--- Start AVAILABLE DATA ---

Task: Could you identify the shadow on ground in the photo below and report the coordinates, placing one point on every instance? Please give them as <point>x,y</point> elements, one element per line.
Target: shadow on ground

--- End AVAILABLE DATA ---
--- Start AVAILABLE DATA ---

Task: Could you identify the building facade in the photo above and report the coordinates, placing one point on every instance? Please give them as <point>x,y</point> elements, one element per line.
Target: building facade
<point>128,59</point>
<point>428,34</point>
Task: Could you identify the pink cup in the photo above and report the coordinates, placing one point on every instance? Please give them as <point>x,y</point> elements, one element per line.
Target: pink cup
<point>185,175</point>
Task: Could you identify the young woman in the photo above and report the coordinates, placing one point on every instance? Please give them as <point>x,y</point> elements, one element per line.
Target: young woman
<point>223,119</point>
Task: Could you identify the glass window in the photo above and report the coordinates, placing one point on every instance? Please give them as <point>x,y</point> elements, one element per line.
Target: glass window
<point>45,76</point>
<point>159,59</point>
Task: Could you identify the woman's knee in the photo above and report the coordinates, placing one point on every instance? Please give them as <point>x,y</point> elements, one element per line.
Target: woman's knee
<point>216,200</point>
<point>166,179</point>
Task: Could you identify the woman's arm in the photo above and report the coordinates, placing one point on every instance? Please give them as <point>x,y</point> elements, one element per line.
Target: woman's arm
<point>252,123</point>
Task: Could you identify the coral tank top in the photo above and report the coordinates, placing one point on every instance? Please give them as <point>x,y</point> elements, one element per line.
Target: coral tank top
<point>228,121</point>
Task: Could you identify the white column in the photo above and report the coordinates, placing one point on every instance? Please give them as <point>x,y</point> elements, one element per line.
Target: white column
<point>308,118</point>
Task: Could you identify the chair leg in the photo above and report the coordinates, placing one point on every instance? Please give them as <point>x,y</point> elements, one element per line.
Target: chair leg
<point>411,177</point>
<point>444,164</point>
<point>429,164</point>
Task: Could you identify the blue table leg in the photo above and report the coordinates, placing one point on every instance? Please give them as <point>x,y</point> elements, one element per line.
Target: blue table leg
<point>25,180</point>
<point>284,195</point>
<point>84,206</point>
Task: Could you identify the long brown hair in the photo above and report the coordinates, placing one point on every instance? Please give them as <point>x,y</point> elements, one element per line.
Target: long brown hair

--- End AVAILABLE DATA ---

Put the stretch of the records from the line containing "Task: Could you identify the blue" through the line containing "Target: long brown hair" into a Markdown table. Use the columns Row and Line, giving each line a row number and skipping any blank lines.

(TASK RESPONSE):
| Row | Line |
|---|---|
| 1 | Task: Could you identify the blue table leg in the photo above and report the coordinates, placing one point on every instance? Please give them as <point>x,y</point> elements, one element per line. |
| 2 | Target: blue table leg |
| 3 | <point>25,180</point> |
| 4 | <point>284,195</point> |
| 5 | <point>84,206</point> |
| 6 | Task: Could you identify the long brown hair in the photo above and report the coordinates, placing one point on every instance? Please give them as <point>x,y</point> elements, one element per line. |
| 7 | Target: long brown hair |